◆ **TASK DETAILS**:
Please reproduce, word for word, the lines of the material below, starting with the line containing "Your task is straightforward. Given the image, detect tree line" and continuing through the line containing "top-left (0, 200), bottom-right (525, 327)", with both of those lines included. Output only those lines.
----
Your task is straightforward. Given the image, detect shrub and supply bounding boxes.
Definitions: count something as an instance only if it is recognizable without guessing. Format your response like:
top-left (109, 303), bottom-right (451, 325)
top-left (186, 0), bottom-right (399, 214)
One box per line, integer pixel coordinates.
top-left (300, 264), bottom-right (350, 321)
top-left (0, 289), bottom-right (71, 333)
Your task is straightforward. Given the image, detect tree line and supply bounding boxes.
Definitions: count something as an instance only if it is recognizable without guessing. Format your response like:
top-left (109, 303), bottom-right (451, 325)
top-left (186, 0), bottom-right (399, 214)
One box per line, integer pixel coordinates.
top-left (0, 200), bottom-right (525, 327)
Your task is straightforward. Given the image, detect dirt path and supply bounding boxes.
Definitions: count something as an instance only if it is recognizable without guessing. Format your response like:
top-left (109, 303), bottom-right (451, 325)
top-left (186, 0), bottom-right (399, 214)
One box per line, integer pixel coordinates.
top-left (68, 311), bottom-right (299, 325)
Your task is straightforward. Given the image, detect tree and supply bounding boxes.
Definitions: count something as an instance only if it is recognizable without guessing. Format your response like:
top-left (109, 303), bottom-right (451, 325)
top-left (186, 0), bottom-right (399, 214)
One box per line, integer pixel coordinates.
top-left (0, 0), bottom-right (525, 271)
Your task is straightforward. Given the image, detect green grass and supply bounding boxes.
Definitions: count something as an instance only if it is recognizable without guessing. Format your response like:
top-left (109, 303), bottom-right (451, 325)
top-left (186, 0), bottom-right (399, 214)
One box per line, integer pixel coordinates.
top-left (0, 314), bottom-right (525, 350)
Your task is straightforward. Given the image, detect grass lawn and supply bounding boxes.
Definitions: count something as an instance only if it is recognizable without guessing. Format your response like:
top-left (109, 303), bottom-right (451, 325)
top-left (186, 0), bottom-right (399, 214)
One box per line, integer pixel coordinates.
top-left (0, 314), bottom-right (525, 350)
----
◆ **RESULT**:
Your task is straightforward. Given the image, detect tree line and supply bounding boxes.
Definitions: count something as an instance only if it is recognizable without guessing. Format your response like:
top-left (109, 303), bottom-right (451, 325)
top-left (186, 0), bottom-right (399, 214)
One box per line, integer pixel coordinates.
top-left (0, 200), bottom-right (525, 327)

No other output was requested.